[Saved entries]
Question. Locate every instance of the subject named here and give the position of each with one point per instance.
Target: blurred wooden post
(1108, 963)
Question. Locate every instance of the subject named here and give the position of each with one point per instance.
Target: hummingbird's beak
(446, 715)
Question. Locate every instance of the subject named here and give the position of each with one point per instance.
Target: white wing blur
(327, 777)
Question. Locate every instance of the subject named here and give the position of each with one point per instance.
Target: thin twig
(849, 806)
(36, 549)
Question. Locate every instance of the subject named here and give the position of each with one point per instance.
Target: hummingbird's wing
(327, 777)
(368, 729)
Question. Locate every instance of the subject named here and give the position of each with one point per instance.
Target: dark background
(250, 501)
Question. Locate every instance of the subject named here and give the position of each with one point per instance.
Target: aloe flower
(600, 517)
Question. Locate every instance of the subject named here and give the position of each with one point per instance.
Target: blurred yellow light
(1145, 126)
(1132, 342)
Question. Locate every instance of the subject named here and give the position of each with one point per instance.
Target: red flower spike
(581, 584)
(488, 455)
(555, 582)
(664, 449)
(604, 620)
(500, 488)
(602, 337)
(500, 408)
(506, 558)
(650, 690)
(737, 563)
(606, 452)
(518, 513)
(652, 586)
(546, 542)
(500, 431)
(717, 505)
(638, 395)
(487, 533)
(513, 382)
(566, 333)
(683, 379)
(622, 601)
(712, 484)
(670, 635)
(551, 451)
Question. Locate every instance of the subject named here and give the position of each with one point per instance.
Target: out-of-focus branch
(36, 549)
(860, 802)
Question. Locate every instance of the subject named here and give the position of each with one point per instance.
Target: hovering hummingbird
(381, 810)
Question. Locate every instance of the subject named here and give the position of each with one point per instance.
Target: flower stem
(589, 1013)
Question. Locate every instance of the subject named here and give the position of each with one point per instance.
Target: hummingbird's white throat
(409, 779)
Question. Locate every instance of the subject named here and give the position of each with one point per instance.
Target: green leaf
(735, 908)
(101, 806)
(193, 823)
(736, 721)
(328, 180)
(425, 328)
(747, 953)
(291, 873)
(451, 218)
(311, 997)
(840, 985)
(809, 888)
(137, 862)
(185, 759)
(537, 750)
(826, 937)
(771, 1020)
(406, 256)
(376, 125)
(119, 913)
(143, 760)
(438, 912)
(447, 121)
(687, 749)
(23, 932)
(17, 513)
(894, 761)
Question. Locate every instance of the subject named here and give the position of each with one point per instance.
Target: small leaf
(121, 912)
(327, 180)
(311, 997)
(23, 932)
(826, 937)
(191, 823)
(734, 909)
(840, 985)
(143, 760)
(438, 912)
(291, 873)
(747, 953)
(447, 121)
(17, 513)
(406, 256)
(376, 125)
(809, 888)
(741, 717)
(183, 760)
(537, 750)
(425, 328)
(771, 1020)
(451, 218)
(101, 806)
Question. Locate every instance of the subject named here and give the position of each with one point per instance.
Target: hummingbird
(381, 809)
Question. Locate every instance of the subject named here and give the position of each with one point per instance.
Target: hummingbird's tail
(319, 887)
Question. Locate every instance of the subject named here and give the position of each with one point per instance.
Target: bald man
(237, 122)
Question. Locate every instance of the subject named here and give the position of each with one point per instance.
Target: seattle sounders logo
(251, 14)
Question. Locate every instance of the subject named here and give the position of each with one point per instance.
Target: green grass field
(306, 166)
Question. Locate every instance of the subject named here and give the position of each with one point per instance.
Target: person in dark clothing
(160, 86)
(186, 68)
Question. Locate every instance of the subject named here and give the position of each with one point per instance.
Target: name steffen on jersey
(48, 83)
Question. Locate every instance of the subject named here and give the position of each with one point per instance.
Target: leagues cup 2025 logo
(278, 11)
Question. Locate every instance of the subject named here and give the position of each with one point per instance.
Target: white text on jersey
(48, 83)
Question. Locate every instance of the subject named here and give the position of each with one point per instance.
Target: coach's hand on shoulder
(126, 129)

== TASK ==
Every record above needs to be repeated word for word.

== PROBLEM SOLUTION ==
Question. Locate every instance of the subject named here and give the position of each with one point per instance.
Target: blurred wooden post
(1108, 963)
Question. Locate every instance of the subject named here and give the position of each with one point per instance.
Target: hummingbird's beak
(446, 715)
Question. Locate every instance of the subject named here and give the position of each with one point per instance.
Target: white wing blur
(327, 777)
Question. Locate every instance of the subject named here and give the position of each with one point per instance.
Target: thin twig
(849, 806)
(36, 549)
Question. Locate every instance of the subject named here and give the position of each with one point per instance.
Target: hummingbird's wing
(327, 777)
(368, 729)
Question. Locate every instance of the subject named here and give the position of each with one point per instance.
Target: dark background
(250, 501)
Question. Locate every instance of the subject named here and give the position of each with one point per instance.
Target: aloe flower
(600, 517)
Question. Locate every instance of the subject named here and give the position of each with one point per instance.
Target: blurred yellow light
(1145, 126)
(1132, 342)
Question. Locate every instance of the subject named here and give the position of each with one point per instance.
Target: red flower spike
(581, 584)
(488, 455)
(555, 582)
(664, 449)
(604, 620)
(500, 488)
(602, 337)
(500, 408)
(506, 558)
(650, 690)
(737, 563)
(606, 452)
(518, 513)
(652, 586)
(546, 542)
(500, 431)
(717, 505)
(638, 395)
(487, 533)
(513, 382)
(566, 333)
(683, 379)
(622, 601)
(712, 484)
(670, 635)
(551, 451)
Question. Locate every instance of the subject named here and give the position of each with one point per instance.
Target: out-of-focus branch
(36, 549)
(860, 802)
Question. Locate every instance of the subject named here and give the position of each with one point per instance.
Target: hovering hummingbird
(381, 810)
Question. Locate every instance of the subject named here and give the position of each with one point per instance.
Target: flower stem
(589, 1013)
Question. Locate every instance of the subject named here and give the position of each with one point per instance.
Target: hummingbird's white throat
(409, 779)
Question. Locate every instance of the subject named here and give the position of each with one point per instance.
Target: green leaf
(735, 908)
(101, 806)
(193, 823)
(736, 721)
(328, 180)
(425, 328)
(747, 953)
(291, 873)
(451, 218)
(311, 997)
(840, 985)
(809, 888)
(137, 862)
(185, 759)
(537, 750)
(826, 937)
(771, 1020)
(406, 256)
(376, 125)
(119, 913)
(143, 760)
(438, 912)
(447, 121)
(687, 749)
(23, 932)
(17, 513)
(894, 761)
Question. Locate every instance of the subject named here and give the position of each with one point per instance.
Target: small leaf
(121, 912)
(327, 180)
(311, 997)
(23, 932)
(826, 937)
(191, 823)
(734, 909)
(840, 985)
(143, 760)
(438, 912)
(291, 873)
(747, 953)
(447, 121)
(17, 513)
(406, 256)
(376, 125)
(809, 888)
(741, 717)
(183, 760)
(537, 750)
(425, 328)
(771, 1020)
(451, 218)
(101, 806)
Question. Locate every instance of the subject named here and give the position of each with one point per instance.
Target: hummingbird
(381, 809)
Question. Locate every instance of the subject named here and give the position of each with one point per instance.
Target: hummingbird's tail
(319, 887)
Question. Locate every instance of the subject named here and give the position of each with one point per instance.
Target: bald man
(237, 122)
Question. Locate every instance of the subject named here and give the position of each with one point per instance.
Target: seattle sounders logo
(251, 14)
Question. Locate every instance of the subject named here and give the position of each with one point per instance.
Target: green grass field
(306, 166)
Question. Locate every instance of the subject named here and give the position of each with one point per instance.
Target: person in dark clothing
(160, 86)
(186, 68)
Question. Locate every instance of the subject named here and give the position of each with one point per instance.
Target: name steffen on jersey
(48, 83)
Question. Locate every instance of the subject named here and give the position of each with one point per instance.
Target: leagues cup 2025 logo
(278, 11)
Question. Locate every instance of the subject named here and give the position of each with one point per instance.
Target: white text on jersey
(48, 83)
Question. Locate every instance of the subject named here and give the position of each with one point per instance.
Target: coach's hand on shoulder
(126, 129)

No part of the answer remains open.